**EXCERPTED TEXT**
§

Mouse tumor growth curve data were analyzed using linear mixed effects models. For each experiment, the differences in growth rates of log-transformed tumor volumes between vehicle and rucaparib treatments were calculated. We fit linear mixed-effects models with random intercepts and slopes to account for within-mouse correlation, and tested the interaction effects between treatment and time. We assessed whether there was a nonlinear effect of time by examining residual plots, and tested models which include a quadratic effect of time for improved fit using likelihood ratio tests. Reported p values are from tests of the interaction terms, interpreted as differences in growth rates between vehicle and rucaparib treatments. Moreover, for xenografts, we fit a single regression model containing all experimental conditions to test the three-way interaction of time × treatment × xenograft model. Similar to the other regression models for log-volume, we fit a linear mixed-effects model with random intercepts and slopes to account for within-xenograft correlation and included a quadratic effect of time. The additional three-way interaction allowed the rates of growth (slopes) to vary by treatment and mouse model. After fitting the model, we tested all pairwise comparisons (contrasts) of the differences-in-slopes between treatment conditions, adjusting for multiple comparisons via Tukey’s method (see Supplementary Data 1 for more details). For all other experiments, mean and SD values are shown (GraphPad Software). p < 0.05 was considered statistically significant and statistical tests are indicated in the figure legends. Asterisks indicate statistically significant p values. There were similar variances between statistical groups compared.

§

**HOW TO COMPLETE THIS TASK**
Continue the passage on statistical analysis of tumor growth from where it stops.

(Natural language region descriptions)
§

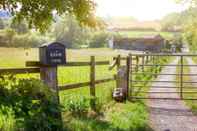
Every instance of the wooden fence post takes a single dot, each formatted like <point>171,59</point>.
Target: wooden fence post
<point>92,83</point>
<point>49,76</point>
<point>143,62</point>
<point>128,74</point>
<point>118,62</point>
<point>137,63</point>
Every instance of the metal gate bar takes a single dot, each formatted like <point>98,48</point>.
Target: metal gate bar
<point>180,83</point>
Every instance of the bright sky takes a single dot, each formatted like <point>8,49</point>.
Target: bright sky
<point>140,9</point>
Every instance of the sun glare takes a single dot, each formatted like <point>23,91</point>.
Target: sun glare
<point>140,9</point>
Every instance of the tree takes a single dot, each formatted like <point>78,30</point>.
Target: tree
<point>20,28</point>
<point>172,22</point>
<point>40,13</point>
<point>69,32</point>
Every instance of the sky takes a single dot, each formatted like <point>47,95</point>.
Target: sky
<point>140,9</point>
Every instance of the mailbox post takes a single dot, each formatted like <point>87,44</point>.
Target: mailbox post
<point>52,55</point>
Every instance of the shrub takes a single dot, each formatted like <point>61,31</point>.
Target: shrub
<point>78,106</point>
<point>34,105</point>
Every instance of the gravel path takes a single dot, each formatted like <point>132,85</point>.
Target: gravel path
<point>169,115</point>
<point>193,69</point>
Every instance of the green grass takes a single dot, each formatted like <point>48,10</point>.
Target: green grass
<point>190,103</point>
<point>166,35</point>
<point>133,116</point>
<point>119,117</point>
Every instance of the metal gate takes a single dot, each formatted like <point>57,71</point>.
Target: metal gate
<point>147,70</point>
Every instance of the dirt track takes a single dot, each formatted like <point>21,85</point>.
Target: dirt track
<point>169,115</point>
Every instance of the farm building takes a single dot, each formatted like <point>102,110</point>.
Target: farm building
<point>153,43</point>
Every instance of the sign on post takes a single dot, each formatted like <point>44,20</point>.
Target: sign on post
<point>52,54</point>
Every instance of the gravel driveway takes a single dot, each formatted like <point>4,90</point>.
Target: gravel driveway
<point>169,115</point>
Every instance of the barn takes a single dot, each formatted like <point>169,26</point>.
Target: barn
<point>153,43</point>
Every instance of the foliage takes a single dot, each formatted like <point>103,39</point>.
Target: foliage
<point>7,120</point>
<point>69,32</point>
<point>34,105</point>
<point>78,106</point>
<point>40,13</point>
<point>99,40</point>
<point>20,28</point>
<point>172,22</point>
<point>9,38</point>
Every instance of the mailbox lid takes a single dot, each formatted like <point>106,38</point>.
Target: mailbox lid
<point>55,53</point>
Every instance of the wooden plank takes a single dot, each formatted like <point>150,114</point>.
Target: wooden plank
<point>131,78</point>
<point>158,92</point>
<point>104,80</point>
<point>160,98</point>
<point>19,70</point>
<point>83,84</point>
<point>114,63</point>
<point>74,86</point>
<point>118,62</point>
<point>181,78</point>
<point>38,64</point>
<point>165,54</point>
<point>92,83</point>
<point>128,74</point>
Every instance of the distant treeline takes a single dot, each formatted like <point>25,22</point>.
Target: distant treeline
<point>147,29</point>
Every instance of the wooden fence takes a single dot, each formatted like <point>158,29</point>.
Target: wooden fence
<point>47,71</point>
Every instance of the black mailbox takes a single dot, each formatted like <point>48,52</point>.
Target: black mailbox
<point>52,54</point>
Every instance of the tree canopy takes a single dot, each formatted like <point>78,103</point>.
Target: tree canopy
<point>41,13</point>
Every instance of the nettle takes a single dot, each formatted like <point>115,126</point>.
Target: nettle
<point>33,104</point>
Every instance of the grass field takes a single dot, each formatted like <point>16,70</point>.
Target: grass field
<point>114,116</point>
<point>166,35</point>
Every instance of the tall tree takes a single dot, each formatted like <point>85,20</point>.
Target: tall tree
<point>39,13</point>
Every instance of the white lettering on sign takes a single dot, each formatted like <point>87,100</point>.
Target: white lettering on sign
<point>55,54</point>
<point>56,60</point>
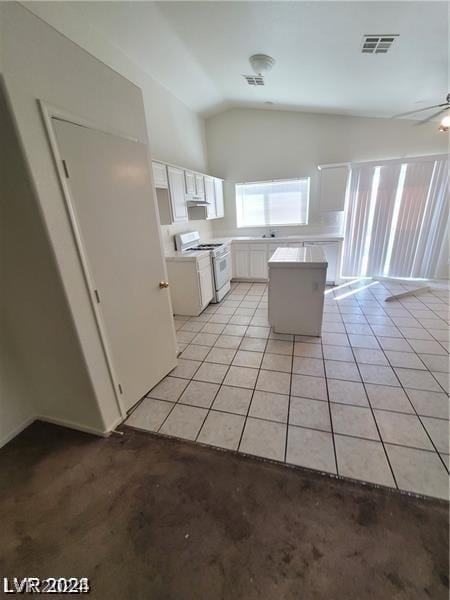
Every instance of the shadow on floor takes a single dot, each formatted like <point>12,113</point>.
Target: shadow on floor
<point>151,518</point>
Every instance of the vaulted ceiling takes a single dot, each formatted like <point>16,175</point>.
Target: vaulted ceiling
<point>199,51</point>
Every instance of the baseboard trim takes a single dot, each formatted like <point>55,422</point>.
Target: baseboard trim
<point>77,426</point>
<point>12,434</point>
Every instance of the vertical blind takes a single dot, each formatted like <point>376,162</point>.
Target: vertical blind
<point>396,216</point>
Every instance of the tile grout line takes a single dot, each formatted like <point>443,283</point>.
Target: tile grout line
<point>412,405</point>
<point>371,409</point>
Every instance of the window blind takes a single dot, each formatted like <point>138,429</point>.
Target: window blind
<point>272,203</point>
<point>395,219</point>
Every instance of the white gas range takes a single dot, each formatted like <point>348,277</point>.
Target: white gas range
<point>220,260</point>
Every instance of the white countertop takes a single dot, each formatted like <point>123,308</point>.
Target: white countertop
<point>321,237</point>
<point>310,257</point>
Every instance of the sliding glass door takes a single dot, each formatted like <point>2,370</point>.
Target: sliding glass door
<point>396,218</point>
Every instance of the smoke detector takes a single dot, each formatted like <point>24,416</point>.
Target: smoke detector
<point>261,64</point>
<point>378,43</point>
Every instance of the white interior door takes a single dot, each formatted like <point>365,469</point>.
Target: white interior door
<point>114,212</point>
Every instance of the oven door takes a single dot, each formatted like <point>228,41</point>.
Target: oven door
<point>222,270</point>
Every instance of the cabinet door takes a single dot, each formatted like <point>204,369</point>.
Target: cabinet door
<point>205,283</point>
<point>218,185</point>
<point>258,262</point>
<point>190,183</point>
<point>210,197</point>
<point>241,260</point>
<point>159,175</point>
<point>199,185</point>
<point>177,194</point>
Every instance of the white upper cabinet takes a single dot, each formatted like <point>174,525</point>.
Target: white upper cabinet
<point>199,185</point>
<point>210,197</point>
<point>218,186</point>
<point>190,183</point>
<point>177,189</point>
<point>160,175</point>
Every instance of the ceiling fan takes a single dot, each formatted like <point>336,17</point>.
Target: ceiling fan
<point>444,107</point>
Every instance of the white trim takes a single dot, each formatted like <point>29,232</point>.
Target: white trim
<point>272,181</point>
<point>79,427</point>
<point>49,112</point>
<point>12,434</point>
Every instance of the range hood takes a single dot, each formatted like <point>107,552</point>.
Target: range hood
<point>192,201</point>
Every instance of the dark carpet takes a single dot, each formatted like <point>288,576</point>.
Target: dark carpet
<point>151,518</point>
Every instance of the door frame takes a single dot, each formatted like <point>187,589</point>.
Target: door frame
<point>50,112</point>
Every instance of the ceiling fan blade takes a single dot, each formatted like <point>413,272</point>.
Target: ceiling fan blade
<point>439,112</point>
<point>412,112</point>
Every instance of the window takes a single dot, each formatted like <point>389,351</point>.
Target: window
<point>268,203</point>
<point>396,217</point>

§

**WRITTEN ANSWER**
Further information on research design is available in the Nature Research Reporting Summary linked to this article.
All data supporting the findings in this study are available within the paper, Supplementary Information and Source Data files. RNA-Seq and WGS data are available at the Sequence Read Archive (SRA) database under Bioproject ID PRJNA588424. The mRNA sequence of the BRCA1 intron 15-containing isoform described in this study has been deposited in the NCBI GenBank nucleotide database with GenBank accession number MN577637.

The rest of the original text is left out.